Bounding box annotation records

================================

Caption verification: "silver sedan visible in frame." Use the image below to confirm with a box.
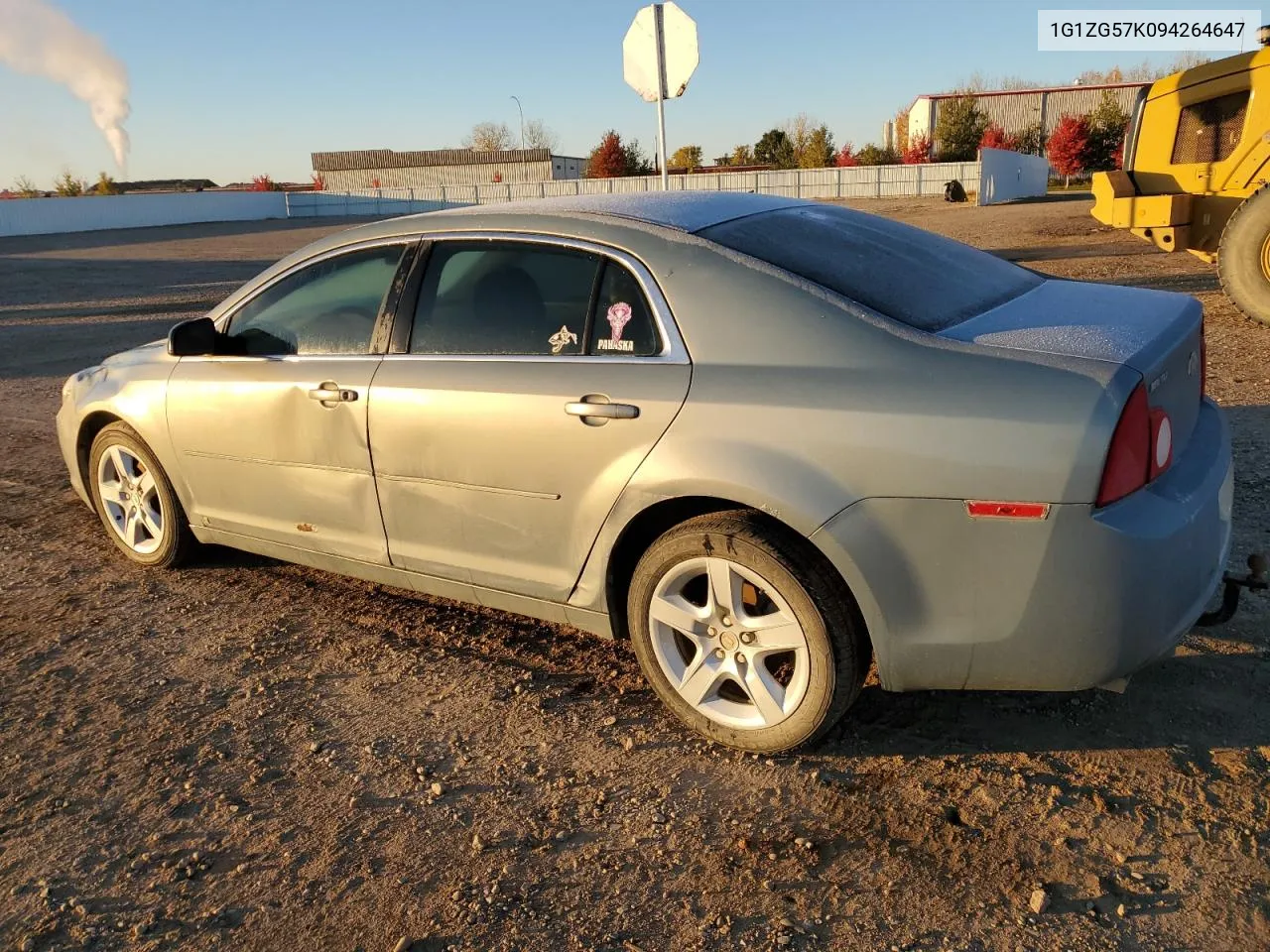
[58,193,1232,752]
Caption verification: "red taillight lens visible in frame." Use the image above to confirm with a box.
[1097,384,1167,505]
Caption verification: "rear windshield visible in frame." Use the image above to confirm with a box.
[698,205,1042,331]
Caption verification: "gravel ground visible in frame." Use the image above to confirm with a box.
[0,199,1270,952]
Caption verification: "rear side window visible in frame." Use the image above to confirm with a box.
[410,241,599,355]
[698,205,1042,331]
[586,262,661,357]
[1172,90,1248,165]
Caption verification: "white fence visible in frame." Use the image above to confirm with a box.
[979,149,1049,204]
[0,157,1045,236]
[0,191,287,236]
[287,162,980,218]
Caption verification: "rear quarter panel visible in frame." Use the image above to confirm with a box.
[572,242,1131,619]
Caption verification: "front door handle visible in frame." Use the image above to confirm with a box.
[309,380,357,407]
[564,394,639,426]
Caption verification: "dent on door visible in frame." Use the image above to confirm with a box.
[168,358,387,562]
[369,357,690,602]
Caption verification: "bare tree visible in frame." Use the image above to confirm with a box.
[525,119,560,153]
[463,122,512,153]
[1076,52,1209,86]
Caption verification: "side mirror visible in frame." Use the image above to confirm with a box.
[168,317,219,357]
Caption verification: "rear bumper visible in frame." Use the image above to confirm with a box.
[813,401,1233,690]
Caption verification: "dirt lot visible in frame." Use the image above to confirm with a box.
[0,200,1270,952]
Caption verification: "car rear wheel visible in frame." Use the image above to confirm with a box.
[1216,186,1270,323]
[87,422,196,568]
[627,512,870,753]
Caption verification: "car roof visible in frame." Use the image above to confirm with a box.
[416,190,813,232]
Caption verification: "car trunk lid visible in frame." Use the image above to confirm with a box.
[940,280,1204,457]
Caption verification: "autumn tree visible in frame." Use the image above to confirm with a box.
[463,122,513,153]
[583,130,626,178]
[754,130,798,169]
[798,123,835,169]
[935,95,988,163]
[856,142,899,165]
[54,169,87,198]
[666,146,701,172]
[979,122,1019,153]
[899,132,931,165]
[622,139,653,176]
[1045,115,1089,185]
[1083,89,1129,172]
[525,119,560,153]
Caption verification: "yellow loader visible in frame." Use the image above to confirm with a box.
[1093,34,1270,325]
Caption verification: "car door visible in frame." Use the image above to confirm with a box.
[168,240,413,563]
[369,236,691,600]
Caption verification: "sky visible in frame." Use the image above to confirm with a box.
[0,0,1252,187]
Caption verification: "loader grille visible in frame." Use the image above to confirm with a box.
[1172,90,1248,165]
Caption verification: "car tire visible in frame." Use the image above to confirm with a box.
[85,422,198,568]
[1216,185,1270,325]
[627,511,871,754]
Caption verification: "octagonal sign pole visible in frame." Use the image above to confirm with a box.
[622,3,699,190]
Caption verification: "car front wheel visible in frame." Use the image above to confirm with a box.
[627,512,870,753]
[89,422,196,568]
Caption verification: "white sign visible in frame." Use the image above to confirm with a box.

================================

__Task requirements__: Edit all of the material so that each "Caption verification" becomes "Caption check" and nothing else changes. Leave the pictures out of your version.

__Response for this exercise__:
Caption check: "silver sedan visible in frame." Use the image below to confirm with a box.
[58,193,1232,752]
Caption check: "red taillight lens visible in frame." Use the image above to confirm with a box.
[1097,384,1167,505]
Caption check: "rear windshield visible in frame." Use the image above to confirm with a box.
[698,205,1042,331]
Caption check: "gravel ground visible in frame." Use the image above to confirm with a box.
[0,199,1270,952]
Caption check: "rear side window visible in frame." Use the image above to confirm with a box.
[410,241,599,355]
[698,205,1042,331]
[586,262,661,357]
[1172,90,1248,165]
Caption check: "white fence visible in frame." Use the image above to confirm with a box.
[979,149,1049,204]
[0,157,1045,236]
[0,191,287,236]
[287,162,980,218]
Caption check: "rear quarter panel visible in frame." Use the image above to confirm with a box.
[572,242,1131,619]
Caption check: "front door handle visible in frame." Use the image above to confirm with a box.
[309,380,357,407]
[564,394,639,426]
Caption check: "dent on door visible in frame." Use the image above to confirm with a box.
[168,358,387,562]
[369,357,690,602]
Caption check: "bare tree visible in frame." Use the image above to confirm with a box.
[525,119,560,153]
[463,122,512,153]
[1076,52,1209,86]
Caption check: "side mirror visible in frame." Use the image above to confirm with a box.
[168,317,219,357]
Caption check: "rear bumper visible in frame." Use the image above to confirm with a box.
[813,401,1233,690]
Caption check: "dirt lot visible in frame." Use the image above to confirm with a box.
[0,200,1270,952]
Caption check: "car rear wheel visible in frame." Use the image above to confirm with a box.
[1216,186,1270,323]
[87,422,196,568]
[627,512,870,753]
Caption check: "car roof visible in frame." Use the image above to confirm with a box.
[416,190,813,232]
Caption check: "car trunk lid visible in frame." Use the image above to confirm with a box.
[940,280,1204,457]
Caption check: "autumn tree visible in frame." Use the image above to confirm with a box.
[463,122,513,153]
[583,130,626,178]
[754,130,798,169]
[798,123,835,169]
[935,95,988,163]
[856,142,899,165]
[54,169,87,198]
[666,146,701,172]
[979,122,1019,153]
[899,132,931,165]
[622,139,653,176]
[1045,115,1089,185]
[1083,89,1129,172]
[525,119,560,153]
Caption check: "yellow loader visible in frame." Use the image above to confirm with a box.
[1093,34,1270,325]
Caption check: "car door visible in frame." Use the image above to confirm with a box.
[168,240,413,563]
[369,236,691,600]
Caption check: "sky visible in frame." Use the image above to confirm with a box.
[0,0,1252,187]
Caption check: "loader grille visible in frame." Use the image above to confirm with a box.
[1172,90,1248,165]
Caption check: "car tire visible in frame." Use the image above to confirm with a box.
[85,422,198,568]
[1216,185,1270,325]
[627,511,871,754]
Caption check: "octagonal sign pole visible in frame." Use the image above to confirm with a box.
[622,3,699,190]
Caption check: "car front wheel visible in frame." Use the image above to confirm with a box.
[627,512,870,753]
[89,422,196,568]
Caption check: "white sign visible in frame." Use the image above to confirm with a box.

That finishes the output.